> _The task_
Please output the lines shown below exactly as they appear.

Dataset records:
▶
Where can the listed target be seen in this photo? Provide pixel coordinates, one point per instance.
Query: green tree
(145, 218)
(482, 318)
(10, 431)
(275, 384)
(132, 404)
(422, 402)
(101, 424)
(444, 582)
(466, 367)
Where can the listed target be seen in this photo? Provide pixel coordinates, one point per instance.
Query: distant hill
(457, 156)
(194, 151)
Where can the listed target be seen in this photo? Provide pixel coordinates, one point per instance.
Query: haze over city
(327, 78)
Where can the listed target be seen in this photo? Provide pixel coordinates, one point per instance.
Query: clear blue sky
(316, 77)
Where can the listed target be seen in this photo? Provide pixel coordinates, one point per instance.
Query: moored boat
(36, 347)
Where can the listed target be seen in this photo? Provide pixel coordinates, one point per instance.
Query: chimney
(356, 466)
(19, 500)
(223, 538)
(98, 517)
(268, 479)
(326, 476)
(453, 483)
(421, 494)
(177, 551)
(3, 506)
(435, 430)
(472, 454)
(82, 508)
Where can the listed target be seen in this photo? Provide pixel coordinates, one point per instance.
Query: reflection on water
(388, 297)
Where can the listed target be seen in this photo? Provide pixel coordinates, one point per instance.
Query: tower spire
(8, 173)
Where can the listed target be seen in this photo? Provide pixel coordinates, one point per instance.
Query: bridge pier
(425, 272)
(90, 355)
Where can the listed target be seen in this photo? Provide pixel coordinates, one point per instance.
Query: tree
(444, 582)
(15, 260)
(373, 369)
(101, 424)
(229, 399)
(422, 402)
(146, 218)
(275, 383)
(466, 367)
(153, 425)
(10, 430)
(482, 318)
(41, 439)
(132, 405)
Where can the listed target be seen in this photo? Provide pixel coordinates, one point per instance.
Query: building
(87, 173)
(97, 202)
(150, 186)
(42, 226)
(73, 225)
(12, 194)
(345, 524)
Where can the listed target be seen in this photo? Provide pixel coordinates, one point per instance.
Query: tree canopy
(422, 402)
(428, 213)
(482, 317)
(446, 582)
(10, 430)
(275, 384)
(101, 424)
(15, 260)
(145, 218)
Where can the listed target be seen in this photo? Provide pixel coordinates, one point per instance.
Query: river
◀
> _Task solution_
Where can the listed target be seen in this photo? Provide pixel coordinates, one point per instance.
Query: green tree
(145, 218)
(482, 318)
(10, 431)
(275, 384)
(132, 404)
(422, 402)
(101, 424)
(444, 582)
(466, 367)
Where can the listed target be seen in this photo? Provide pixel coordinates, one point per instance.
Query: distant hill
(457, 156)
(194, 151)
Where can the listed target be seen in this photo? Provide pixel coordinates, one point per instance.
Query: haze over city
(327, 78)
Where can the listed target be seen in this photo? Provide pixel coordinates, one point per instance.
Query: clear blue sky
(316, 77)
Where can the listed target be seen in this photo? Provide pixel coordinates, one point per instance.
Query: moored boat
(36, 347)
Where can the listed target be seen in this photo? Provide pixel coordinates, one point per instance.
Query: chimney
(356, 466)
(19, 500)
(223, 538)
(98, 517)
(268, 479)
(326, 476)
(453, 483)
(421, 494)
(177, 551)
(3, 506)
(435, 430)
(472, 454)
(82, 508)
Where can the listed target be seen in this photo? Provide pixel coordinates, one point per instance.
Query: reflection on water
(388, 297)
Where can the listed target be seen in this photo? Provide pixel coordinates, one point per instance.
Query: tower spire
(8, 173)
Where can the listed target be seen in this photo? Provide pixel coordinates, one point per instance.
Query: bridge pier
(425, 272)
(90, 355)
Where can the listed target be seen in this photo? Provide pixel coordinates, one point per instance.
Query: tree
(444, 582)
(15, 260)
(373, 369)
(101, 424)
(229, 399)
(422, 402)
(146, 218)
(275, 383)
(466, 367)
(153, 425)
(10, 430)
(482, 318)
(41, 439)
(132, 405)
Where can the listed target be seen in this photo? Provide pixel coordinates, one point per instance.
Query: building
(87, 173)
(97, 202)
(150, 186)
(42, 226)
(73, 225)
(12, 194)
(345, 524)
Where can the listed target be seen in this photo? Provide pixel coordinates, one point per instance.
Query: tree canopy
(422, 402)
(428, 213)
(482, 317)
(446, 582)
(10, 430)
(275, 384)
(101, 424)
(15, 260)
(145, 218)
Where can the listed target be seen in this photo? Provide pixel coordinates, one point per instance.
Query: river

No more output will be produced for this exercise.